### Source material
BEGIN
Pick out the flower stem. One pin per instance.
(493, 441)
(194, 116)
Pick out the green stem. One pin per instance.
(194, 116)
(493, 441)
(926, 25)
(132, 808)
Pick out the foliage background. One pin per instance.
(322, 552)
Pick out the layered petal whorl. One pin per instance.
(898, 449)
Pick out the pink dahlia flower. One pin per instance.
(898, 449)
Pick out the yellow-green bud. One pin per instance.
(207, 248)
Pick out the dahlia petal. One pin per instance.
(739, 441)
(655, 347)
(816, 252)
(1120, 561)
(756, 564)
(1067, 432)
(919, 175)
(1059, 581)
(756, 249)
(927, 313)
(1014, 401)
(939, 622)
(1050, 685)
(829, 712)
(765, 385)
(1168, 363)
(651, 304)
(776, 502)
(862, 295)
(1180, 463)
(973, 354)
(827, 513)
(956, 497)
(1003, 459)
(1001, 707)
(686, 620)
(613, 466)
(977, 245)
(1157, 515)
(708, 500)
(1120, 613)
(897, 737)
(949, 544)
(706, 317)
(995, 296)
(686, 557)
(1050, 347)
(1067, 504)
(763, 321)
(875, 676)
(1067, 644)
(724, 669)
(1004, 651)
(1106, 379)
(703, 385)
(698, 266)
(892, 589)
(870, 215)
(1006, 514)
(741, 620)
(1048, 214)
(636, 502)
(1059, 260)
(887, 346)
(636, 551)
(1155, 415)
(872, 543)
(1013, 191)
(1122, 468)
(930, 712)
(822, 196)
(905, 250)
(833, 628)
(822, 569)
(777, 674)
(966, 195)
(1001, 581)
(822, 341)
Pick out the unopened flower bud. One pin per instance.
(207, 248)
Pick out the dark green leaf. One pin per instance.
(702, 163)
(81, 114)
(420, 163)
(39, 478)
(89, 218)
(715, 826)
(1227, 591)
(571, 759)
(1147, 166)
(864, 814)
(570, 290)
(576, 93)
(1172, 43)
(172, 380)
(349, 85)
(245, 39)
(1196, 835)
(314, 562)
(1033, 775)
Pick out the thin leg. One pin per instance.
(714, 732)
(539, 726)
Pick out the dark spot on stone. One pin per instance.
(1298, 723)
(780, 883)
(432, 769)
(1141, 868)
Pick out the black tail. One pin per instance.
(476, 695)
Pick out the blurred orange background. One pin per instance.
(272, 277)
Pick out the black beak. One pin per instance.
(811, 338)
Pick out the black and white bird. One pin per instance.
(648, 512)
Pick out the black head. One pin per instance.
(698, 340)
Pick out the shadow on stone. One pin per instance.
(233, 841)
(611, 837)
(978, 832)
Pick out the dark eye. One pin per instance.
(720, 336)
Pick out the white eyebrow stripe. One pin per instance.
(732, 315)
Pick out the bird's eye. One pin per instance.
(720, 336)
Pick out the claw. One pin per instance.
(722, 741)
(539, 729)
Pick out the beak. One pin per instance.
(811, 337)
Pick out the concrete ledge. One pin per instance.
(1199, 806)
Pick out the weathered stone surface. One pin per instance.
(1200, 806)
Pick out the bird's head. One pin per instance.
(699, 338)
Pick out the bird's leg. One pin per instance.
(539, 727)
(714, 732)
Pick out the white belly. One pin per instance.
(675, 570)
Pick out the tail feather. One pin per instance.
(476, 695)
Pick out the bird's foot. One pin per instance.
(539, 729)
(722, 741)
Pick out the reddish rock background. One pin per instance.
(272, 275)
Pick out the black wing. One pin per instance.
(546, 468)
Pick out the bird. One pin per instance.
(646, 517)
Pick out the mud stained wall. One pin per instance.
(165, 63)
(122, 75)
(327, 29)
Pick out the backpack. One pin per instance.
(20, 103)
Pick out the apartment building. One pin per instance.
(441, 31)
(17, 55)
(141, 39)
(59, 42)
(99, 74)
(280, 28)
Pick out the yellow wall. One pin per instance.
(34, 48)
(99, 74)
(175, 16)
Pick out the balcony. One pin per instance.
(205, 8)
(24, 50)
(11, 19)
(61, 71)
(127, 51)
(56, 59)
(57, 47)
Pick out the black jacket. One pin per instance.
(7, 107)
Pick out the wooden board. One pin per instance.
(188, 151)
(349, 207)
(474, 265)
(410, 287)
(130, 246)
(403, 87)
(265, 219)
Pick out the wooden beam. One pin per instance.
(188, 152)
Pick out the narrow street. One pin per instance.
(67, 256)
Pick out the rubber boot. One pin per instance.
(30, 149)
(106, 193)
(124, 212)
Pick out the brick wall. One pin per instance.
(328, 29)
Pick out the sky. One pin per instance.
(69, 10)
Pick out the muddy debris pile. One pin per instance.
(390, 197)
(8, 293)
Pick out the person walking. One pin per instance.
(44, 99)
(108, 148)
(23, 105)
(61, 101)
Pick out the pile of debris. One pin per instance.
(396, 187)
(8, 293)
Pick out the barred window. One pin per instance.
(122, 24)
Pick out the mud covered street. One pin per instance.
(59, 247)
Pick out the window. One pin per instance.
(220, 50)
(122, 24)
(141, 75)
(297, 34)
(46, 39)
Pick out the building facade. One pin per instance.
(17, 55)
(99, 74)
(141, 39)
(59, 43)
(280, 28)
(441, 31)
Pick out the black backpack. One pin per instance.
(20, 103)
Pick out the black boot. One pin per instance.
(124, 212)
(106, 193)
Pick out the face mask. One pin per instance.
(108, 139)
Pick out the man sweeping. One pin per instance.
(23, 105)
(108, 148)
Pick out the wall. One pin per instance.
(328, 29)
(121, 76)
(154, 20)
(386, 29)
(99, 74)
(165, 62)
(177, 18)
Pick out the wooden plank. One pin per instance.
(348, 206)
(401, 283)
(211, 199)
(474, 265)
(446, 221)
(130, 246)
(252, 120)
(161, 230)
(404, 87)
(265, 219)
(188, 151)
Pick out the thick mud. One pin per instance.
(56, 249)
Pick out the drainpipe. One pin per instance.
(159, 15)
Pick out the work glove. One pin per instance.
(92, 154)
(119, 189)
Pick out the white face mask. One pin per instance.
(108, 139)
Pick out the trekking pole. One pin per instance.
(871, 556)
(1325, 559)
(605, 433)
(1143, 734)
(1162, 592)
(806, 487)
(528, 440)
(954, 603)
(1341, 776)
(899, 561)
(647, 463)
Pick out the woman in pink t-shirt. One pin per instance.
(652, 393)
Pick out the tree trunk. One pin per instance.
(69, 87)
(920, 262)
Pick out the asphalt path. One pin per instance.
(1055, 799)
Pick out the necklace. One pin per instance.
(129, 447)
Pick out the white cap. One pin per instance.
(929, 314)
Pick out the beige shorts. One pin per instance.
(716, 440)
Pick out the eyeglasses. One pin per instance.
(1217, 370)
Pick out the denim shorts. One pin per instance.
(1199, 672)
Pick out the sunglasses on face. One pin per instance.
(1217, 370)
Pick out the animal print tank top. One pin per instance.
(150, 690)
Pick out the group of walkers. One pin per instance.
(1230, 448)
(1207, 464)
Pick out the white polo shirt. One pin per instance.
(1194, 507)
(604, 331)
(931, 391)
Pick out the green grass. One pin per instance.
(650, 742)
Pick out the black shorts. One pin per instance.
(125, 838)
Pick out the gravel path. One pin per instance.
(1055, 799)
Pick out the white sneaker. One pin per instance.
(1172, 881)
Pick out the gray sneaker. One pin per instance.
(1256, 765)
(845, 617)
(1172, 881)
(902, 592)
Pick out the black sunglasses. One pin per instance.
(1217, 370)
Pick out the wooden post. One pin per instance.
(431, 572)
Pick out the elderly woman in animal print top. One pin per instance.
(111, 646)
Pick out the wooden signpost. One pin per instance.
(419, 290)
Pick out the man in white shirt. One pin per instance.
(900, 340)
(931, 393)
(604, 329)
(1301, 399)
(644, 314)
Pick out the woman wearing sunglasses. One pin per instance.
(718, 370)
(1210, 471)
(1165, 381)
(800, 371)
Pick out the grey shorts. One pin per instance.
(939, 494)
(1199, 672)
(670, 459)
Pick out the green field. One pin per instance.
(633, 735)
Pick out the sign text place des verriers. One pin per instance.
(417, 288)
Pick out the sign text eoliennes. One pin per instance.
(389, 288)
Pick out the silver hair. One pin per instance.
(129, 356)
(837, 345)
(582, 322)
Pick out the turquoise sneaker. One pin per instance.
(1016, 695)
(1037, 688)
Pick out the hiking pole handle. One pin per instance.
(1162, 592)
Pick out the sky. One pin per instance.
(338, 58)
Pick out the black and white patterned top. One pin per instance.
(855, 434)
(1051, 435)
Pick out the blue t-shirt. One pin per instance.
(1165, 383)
END
### The problem
Please return the span of lines above that opens with the one containing "Pick out the green grass." and closes with the final line, both included, exactly as written and nothing more.

### Reply
Pick out the green grass. One pin per instance.
(650, 742)
Pick out the black shorts. One pin per instance.
(125, 838)
Pick out the gravel path. One pin per instance.
(1055, 799)
Pick out the white sneaker. One pin per instance.
(1172, 881)
Pick out the gray sneaker. One pin per instance.
(1256, 765)
(845, 617)
(1172, 881)
(902, 592)
Pick out the black sunglasses. One pin per instance.
(1217, 370)
Pick out the wooden post. One pin per instance.
(431, 572)
Pick out the elderly woman in animal print top. One pin per instance.
(111, 646)
Pick out the wooden signpost. One pin per instance.
(419, 290)
Pick out the man in white shirt. One pin per instance.
(900, 340)
(931, 393)
(604, 329)
(1301, 399)
(644, 314)
Pick out the woman wearing sunglasses. One pin per instance.
(718, 370)
(1210, 471)
(1165, 381)
(800, 371)
Pick out the grey shorts. One pin per instance.
(939, 494)
(1199, 672)
(670, 459)
Pick out the green field. One pin per instance.
(633, 735)
Pick out the sign text place des verriers. One pin per instance.
(417, 288)
Pick out the sign text eoliennes. One pin per instance.
(389, 288)
Pick out the silver hair. One pin per instance.
(129, 356)
(837, 345)
(582, 322)
Pick out the turquoise sneaker. One pin per instance.
(1016, 695)
(1037, 688)
Pick out the hiking pole handle. One pin per instance.
(1162, 592)
Pick out the sky. One pin per instance.
(338, 58)
Pick out the black and white patterned top. One pin per instance.
(855, 434)
(1051, 435)
Pick out the blue t-shirt. One pin per instance.
(1165, 383)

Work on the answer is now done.